## Task requirements
Could you return the lines below exactly, from the first line up to and including the line that holds "Target = path curve"?

____________

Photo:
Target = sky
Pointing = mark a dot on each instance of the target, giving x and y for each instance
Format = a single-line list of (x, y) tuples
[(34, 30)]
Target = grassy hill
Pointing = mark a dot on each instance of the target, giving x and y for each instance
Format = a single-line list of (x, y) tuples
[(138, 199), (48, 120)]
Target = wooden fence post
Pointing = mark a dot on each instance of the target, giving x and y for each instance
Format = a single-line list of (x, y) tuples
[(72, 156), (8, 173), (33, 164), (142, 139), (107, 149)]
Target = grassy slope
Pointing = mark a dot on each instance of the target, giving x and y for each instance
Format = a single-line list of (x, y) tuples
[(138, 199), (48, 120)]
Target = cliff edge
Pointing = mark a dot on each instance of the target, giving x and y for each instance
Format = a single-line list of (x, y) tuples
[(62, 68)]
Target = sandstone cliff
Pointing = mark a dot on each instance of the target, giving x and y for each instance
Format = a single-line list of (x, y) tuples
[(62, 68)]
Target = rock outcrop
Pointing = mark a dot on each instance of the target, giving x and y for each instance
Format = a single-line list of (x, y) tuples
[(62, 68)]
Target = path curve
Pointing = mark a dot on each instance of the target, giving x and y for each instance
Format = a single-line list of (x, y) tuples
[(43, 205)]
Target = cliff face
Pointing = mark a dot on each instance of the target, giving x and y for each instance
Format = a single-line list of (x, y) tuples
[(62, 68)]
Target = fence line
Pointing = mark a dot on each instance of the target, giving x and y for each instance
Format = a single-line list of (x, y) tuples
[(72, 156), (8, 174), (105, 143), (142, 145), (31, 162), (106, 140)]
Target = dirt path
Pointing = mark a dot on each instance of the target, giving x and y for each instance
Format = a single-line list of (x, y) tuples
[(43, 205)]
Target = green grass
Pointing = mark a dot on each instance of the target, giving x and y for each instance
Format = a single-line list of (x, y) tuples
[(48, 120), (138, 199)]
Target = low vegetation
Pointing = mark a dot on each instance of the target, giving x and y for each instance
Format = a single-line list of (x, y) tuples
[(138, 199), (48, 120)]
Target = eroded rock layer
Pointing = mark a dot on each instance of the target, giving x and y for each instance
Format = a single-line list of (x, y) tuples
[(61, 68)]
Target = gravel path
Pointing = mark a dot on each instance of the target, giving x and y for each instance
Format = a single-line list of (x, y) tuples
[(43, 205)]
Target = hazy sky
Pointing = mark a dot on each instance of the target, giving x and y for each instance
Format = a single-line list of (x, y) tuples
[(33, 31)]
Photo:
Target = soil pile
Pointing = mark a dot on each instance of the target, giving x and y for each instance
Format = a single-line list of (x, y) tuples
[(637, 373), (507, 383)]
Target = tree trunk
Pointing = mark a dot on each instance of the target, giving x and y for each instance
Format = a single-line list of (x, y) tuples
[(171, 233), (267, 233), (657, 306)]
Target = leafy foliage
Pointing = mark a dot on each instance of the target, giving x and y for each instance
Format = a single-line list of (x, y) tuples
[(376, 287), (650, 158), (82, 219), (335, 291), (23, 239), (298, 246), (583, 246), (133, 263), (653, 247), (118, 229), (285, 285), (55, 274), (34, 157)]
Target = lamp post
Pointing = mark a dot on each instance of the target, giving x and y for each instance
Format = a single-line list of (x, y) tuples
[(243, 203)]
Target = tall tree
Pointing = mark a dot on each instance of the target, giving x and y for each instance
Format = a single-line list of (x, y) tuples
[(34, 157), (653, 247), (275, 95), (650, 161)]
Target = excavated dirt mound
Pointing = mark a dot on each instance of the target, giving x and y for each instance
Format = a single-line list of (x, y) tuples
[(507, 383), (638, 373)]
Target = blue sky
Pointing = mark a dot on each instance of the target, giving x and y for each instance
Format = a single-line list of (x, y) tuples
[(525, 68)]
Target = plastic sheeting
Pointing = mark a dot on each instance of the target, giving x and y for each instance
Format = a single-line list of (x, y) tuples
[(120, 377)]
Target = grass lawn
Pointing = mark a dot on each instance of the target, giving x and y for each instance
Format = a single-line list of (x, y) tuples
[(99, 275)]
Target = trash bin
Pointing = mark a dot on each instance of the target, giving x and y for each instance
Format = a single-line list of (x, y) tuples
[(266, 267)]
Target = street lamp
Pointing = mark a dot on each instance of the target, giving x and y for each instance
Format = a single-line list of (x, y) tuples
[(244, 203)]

____________

## Solution to the problem
Photo:
Target = sky
Pointing = mark a dot on each instance of the target, giving x and y for each instance
Format = a single-line list of (x, y) tuples
[(34, 30)]
Target = grassy hill
Pointing = mark a dot on each instance of the target, giving x and y for each instance
Format = a single-line list of (x, y) tuples
[(138, 199), (48, 120)]
Target = wooden fence post
Pointing = mark a dot on each instance of the target, giving x and y for each instance
Format = a single-line list of (x, y) tuples
[(72, 156), (8, 173), (33, 164), (142, 139), (107, 149)]
Target = grassy slope
Pointing = mark a dot on each instance of the target, giving x and y for each instance
Format = a single-line list of (x, y) tuples
[(138, 199), (48, 120)]
Target = cliff edge
Pointing = mark a dot on each instance of the target, giving x and y for each instance
Format = a single-line list of (x, y) tuples
[(62, 68)]
Target = sandstone cliff
Pointing = mark a dot on each instance of the target, giving x and y for each instance
Format = a single-line list of (x, y) tuples
[(62, 68)]
Target = rock outcrop
Pointing = mark a dot on each instance of the target, giving x and y for each instance
Format = a single-line list of (x, y) tuples
[(62, 68)]
Target = path curve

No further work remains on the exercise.